## Required actions
1 - List every person named in the recall article.
2 - Retype the part of the recall article that begins at the words "An email uncovered" and stops after the words "collective bargaining restrictions.".

Turnout Key Factor in Scott Walker Recall in Wisconsin
The recall election in Wisconsin between Gov. Scott Walker and Milwaukee Mayor Tom Barrett finally reached the level of attention you would expect from the biggest campaign in the country in 2012, save the Presidential race. A high-profile debate on Thursday led to the powerful exchange above, with the signature line from Barrett, “I have a police department that arrests felons. He has a practice of hiring them.” The John Doe investigation against corruption in Walker’s various political and campaign offices, alluded to by Barrett there, generated another set of headlines as the Milwaukee Journal-Sentinel reported that prosecutors opened the investigation because they were stonewalled by Walker’s county executive office. Thirteen colleagues of Walker have now been granted immunity in the case, with the thirteenth being Fran McLaughlin, the former spokeswoman at Walker’s county executive office.
An email uncovered as part of a public records request intimates that Walker would only seek higher pension contributions from “active state employees” and not teachers or local government workers. That email was from September 2010, yet by February 2011, Walker sought higher pension contributions from all non-public safety state and local employees, in addition to the collective bargaining restrictions.

## Dataset records
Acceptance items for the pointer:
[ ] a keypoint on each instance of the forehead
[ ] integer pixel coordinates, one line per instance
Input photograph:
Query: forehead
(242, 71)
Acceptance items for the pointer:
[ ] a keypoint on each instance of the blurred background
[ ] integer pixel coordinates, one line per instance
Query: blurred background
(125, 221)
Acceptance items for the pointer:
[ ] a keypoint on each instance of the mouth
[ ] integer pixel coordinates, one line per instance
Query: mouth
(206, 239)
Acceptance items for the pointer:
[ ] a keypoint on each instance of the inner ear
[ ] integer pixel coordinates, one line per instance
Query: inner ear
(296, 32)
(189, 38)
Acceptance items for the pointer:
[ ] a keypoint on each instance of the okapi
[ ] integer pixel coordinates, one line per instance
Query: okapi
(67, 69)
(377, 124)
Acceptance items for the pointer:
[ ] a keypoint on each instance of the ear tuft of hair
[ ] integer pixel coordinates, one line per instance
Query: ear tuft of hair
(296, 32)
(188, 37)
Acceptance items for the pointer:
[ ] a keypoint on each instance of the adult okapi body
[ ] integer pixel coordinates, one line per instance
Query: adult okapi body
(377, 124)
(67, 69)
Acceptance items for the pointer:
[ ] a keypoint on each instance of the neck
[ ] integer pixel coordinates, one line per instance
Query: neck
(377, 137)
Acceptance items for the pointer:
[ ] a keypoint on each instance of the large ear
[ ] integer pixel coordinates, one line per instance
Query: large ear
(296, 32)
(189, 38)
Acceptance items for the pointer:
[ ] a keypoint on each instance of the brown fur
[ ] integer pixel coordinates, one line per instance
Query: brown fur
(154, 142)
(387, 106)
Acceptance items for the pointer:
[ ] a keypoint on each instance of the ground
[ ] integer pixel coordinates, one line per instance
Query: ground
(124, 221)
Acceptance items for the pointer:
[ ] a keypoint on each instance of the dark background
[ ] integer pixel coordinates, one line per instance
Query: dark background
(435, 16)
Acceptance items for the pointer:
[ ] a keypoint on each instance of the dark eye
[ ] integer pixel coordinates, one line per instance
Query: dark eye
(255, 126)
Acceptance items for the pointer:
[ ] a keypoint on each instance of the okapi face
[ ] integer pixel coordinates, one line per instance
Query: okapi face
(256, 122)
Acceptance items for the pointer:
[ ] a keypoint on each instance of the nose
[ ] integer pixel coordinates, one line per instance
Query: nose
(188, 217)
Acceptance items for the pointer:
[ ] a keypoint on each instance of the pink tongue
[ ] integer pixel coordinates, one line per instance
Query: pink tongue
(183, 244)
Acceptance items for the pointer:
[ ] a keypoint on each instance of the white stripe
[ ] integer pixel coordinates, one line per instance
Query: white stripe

## Solutions to the exercise
1 - Scott Walker, Tom Barrett, Fran McLaughlin

2 -
An email uncovered as part of a public records request intimates that Walker would only seek higher pension contributions from “active state employees” and not teachers or local government workers. That email was from September 2010, yet by February 2011, Walker sought higher pension contributions from all non-public safety state and local employees, in addition to the collective bargaining restrictions.